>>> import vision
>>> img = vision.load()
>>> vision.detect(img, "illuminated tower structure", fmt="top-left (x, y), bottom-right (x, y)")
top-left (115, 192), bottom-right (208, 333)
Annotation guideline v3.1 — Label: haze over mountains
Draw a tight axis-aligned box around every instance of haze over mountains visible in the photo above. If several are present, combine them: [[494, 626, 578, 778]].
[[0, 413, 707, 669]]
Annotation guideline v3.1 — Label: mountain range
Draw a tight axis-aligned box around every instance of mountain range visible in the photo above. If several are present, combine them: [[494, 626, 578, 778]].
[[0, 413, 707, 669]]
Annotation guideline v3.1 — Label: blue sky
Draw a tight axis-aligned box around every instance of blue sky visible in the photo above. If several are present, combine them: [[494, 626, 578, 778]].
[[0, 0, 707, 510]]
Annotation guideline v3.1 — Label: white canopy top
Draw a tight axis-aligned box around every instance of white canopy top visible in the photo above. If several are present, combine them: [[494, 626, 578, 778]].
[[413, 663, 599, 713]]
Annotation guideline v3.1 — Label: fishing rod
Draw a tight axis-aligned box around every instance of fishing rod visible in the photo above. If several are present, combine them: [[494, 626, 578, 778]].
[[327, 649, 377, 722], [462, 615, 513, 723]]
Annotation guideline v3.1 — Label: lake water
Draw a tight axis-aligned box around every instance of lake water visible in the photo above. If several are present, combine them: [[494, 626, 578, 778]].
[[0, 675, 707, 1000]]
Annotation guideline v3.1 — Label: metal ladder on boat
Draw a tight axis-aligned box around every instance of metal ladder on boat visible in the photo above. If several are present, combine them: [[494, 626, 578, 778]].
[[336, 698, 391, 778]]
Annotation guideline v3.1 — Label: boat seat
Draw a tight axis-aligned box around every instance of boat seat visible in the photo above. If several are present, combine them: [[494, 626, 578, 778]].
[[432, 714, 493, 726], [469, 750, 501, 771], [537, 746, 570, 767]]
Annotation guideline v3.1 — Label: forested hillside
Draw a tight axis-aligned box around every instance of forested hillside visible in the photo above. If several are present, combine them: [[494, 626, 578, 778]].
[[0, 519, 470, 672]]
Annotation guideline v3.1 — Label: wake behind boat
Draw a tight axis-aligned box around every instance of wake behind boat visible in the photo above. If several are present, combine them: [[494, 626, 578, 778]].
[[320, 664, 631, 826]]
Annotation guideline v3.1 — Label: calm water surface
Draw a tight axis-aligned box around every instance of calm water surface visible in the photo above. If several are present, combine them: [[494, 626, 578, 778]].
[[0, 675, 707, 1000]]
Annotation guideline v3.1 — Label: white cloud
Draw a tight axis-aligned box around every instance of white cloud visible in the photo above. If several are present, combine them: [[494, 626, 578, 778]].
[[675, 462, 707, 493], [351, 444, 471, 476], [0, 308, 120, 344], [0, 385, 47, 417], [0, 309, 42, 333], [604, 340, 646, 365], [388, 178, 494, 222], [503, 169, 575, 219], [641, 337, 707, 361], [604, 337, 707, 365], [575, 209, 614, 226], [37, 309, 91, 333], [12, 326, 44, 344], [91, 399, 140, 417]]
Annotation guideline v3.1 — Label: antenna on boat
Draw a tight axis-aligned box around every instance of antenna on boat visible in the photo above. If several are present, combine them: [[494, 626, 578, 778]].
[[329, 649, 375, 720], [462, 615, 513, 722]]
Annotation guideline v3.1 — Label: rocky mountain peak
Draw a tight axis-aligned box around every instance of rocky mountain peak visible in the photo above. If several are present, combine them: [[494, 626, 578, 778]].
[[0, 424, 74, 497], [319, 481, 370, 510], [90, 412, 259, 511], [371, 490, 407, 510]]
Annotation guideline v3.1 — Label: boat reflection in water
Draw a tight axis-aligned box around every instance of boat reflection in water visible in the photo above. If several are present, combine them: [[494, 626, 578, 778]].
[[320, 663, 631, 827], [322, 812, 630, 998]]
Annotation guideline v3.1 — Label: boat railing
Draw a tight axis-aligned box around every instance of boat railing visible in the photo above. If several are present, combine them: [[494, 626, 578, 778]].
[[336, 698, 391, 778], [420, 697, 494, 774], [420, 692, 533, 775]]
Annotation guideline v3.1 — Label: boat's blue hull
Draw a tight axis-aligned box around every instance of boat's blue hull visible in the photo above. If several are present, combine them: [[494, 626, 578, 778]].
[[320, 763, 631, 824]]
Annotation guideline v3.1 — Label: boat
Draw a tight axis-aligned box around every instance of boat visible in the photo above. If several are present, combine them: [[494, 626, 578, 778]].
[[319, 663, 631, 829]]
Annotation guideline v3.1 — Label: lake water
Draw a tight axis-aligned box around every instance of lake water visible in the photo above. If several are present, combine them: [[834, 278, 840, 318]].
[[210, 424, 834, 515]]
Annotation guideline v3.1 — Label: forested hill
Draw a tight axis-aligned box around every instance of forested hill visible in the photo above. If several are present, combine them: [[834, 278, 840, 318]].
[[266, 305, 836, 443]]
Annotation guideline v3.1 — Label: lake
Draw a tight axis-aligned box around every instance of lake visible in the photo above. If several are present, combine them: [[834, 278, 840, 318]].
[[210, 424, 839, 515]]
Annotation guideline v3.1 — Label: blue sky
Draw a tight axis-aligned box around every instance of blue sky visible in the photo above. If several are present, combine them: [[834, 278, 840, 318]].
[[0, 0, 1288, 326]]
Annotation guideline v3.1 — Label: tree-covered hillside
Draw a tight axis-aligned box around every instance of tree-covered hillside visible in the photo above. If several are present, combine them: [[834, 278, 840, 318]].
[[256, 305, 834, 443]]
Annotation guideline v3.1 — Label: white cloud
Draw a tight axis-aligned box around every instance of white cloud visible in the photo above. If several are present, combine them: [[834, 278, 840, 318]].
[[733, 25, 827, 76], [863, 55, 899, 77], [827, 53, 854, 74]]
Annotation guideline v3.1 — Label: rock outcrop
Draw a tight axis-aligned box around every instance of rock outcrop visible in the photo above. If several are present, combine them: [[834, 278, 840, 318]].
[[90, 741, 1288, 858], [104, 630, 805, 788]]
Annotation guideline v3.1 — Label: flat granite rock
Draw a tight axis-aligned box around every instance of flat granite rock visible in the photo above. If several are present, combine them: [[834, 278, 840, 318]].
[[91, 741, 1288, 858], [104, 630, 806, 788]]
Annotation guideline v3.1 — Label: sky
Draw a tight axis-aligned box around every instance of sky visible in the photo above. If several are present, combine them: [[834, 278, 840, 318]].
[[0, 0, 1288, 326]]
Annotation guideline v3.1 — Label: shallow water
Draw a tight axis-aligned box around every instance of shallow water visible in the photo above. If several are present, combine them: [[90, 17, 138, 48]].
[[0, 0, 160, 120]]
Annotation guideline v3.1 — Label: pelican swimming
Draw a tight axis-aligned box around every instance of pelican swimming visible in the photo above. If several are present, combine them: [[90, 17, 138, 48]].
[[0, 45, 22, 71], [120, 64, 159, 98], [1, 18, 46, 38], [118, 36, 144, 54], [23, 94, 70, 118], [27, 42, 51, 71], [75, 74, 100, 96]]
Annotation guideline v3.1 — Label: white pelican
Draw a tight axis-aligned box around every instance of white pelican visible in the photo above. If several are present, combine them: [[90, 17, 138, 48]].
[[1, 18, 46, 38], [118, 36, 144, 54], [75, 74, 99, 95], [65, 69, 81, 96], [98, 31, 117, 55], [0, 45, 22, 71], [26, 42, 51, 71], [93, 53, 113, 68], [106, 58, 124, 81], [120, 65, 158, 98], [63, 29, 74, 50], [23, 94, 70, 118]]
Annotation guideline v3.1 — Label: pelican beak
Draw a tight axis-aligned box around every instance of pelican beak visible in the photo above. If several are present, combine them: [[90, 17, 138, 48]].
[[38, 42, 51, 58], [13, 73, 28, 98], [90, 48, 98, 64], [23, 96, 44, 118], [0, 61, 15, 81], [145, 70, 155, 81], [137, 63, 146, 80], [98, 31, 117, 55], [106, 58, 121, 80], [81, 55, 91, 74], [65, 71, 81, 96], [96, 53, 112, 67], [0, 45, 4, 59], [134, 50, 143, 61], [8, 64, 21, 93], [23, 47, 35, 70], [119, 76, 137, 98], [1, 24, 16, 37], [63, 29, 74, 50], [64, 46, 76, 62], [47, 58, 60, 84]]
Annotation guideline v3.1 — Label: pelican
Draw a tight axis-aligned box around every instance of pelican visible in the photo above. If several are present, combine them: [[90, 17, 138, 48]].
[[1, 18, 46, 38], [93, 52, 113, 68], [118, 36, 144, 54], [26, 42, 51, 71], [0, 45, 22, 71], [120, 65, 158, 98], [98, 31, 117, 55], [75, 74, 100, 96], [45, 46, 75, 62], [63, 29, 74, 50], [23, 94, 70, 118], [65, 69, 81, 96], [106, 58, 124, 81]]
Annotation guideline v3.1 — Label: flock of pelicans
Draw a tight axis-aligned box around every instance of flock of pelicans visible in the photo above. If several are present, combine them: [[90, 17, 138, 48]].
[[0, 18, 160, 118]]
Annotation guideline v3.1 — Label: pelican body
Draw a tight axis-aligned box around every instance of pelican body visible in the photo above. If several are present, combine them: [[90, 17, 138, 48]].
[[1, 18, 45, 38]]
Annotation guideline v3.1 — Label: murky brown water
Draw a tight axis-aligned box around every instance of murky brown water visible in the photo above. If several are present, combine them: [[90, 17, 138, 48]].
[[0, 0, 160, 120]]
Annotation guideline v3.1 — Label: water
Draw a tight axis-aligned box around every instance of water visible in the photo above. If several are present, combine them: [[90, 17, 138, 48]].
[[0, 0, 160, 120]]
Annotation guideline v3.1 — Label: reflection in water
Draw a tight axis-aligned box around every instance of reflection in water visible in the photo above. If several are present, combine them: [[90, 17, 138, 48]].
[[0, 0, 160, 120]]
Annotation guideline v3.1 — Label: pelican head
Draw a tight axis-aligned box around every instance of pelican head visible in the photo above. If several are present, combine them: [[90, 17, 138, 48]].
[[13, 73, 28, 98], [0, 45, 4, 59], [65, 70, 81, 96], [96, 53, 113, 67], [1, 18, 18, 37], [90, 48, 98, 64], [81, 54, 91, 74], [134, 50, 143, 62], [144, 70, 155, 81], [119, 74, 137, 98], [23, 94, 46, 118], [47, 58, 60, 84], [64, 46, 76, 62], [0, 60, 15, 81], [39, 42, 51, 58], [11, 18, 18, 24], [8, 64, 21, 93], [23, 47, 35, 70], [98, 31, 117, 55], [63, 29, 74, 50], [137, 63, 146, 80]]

===============

# What to do
Give exactly the lines from the one with "Annotation guideline v3.1 — Label: flock" to the end of the entries, nothing before them.

# Final result
Annotation guideline v3.1 — Label: flock of pelicans
Draw a tight axis-aligned box around every instance of flock of pelicans visible in the photo above. If several are present, combine them: [[90, 17, 138, 48]].
[[0, 18, 160, 118]]
Annotation guideline v3.1 — Label: pelican body
Draw a tight axis-aligned box around every instance of pelican body visible in the photo above. If several are present, combine them: [[90, 17, 138, 48]].
[[1, 18, 45, 38]]
Annotation guideline v3.1 — Label: murky brown water
Draw a tight axis-aligned box around every instance of murky brown water visible in the photo above. If several are present, combine them: [[90, 17, 138, 48]].
[[0, 0, 160, 120]]
Annotation guideline v3.1 — Label: water
Draw a tight axis-aligned box around every instance of water visible in the photo above. If several are present, combine them: [[90, 17, 138, 48]].
[[0, 0, 160, 120]]
Annotation guideline v3.1 — Label: reflection in water
Draw a tight axis-aligned box around every instance of reflection in water visible in the photo above. If several are present, combine them: [[90, 17, 138, 48]].
[[0, 0, 160, 120]]
Annotation guideline v3.1 — Label: pelican head
Draw a tight axis-aligned box around every instance of pelican head visible in the photo above. If several are present, combine them: [[90, 17, 138, 48]].
[[13, 73, 28, 98], [0, 45, 4, 59], [65, 70, 81, 96], [96, 53, 113, 67], [1, 18, 18, 37], [90, 48, 98, 64], [81, 54, 91, 74], [134, 50, 143, 62], [144, 70, 155, 81], [119, 74, 137, 98], [23, 94, 46, 118], [47, 58, 60, 84], [64, 46, 76, 62], [0, 60, 15, 81], [39, 42, 51, 58], [11, 18, 18, 24], [8, 64, 21, 93], [23, 47, 35, 70], [98, 31, 117, 55], [63, 29, 74, 50], [137, 63, 146, 80]]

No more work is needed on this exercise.